§ WHAT YOU WILL DO
Return the passage on diarrhea in children in full, word for word.

§ SELECTED TEXT
Prevention and Treatment of Diarrhea in Children

Diarrhea is a common ailment in babies and toddlers, though it is mostly mild and brief. It can last anywhere between 4-14 days. Diarrhea is associated with more bowel movements than usual, and the stools are less formed and more watery. Sometimes, children also experience other symptoms such as fever, loss of appetite, nausea, vomiting, cramps, stomach-ache, blood and/or mucus in the stool, and so on. Diarrhea can worsen if timely treatment is not administered, as it drains water and salts from your child’s body. These fluids must be replaced quickly so that he/she is not dehydrated. It is also noteworthy that diarrhea germs can spread easily from one person to another, and especially from child to child. They can spread quicker if the child has not learned to use the toilet yet.

§ DATA
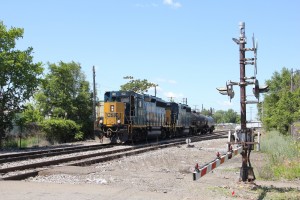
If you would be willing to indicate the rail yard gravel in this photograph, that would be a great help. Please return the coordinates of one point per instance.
(161, 174)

§ COMPLETED TASK
Prevention and Treatment of Diarrhea in Children

Diarrhea is a common ailment in babies and toddlers, though it is mostly mild and brief. It can last anywhere between 4-14 days. Diarrhea is associated with more bowel movements than usual, and the stools are less formed and more watery. Sometimes, children also experience other symptoms such as fever, loss of appetite, nausea, vomiting, cramps, stomach-ache, blood and/or mucus in the stool, and so on. Diarrhea can worsen if timely treatment is not administered, as it drains water and salts from your child’s body. These fluids must be replaced quickly so that he/she is not dehydrated. It is also noteworthy that diarrhea germs can spread easily from one person to another, and especially from child to child. They can spread quicker if the child has not learned to use the toilet yet.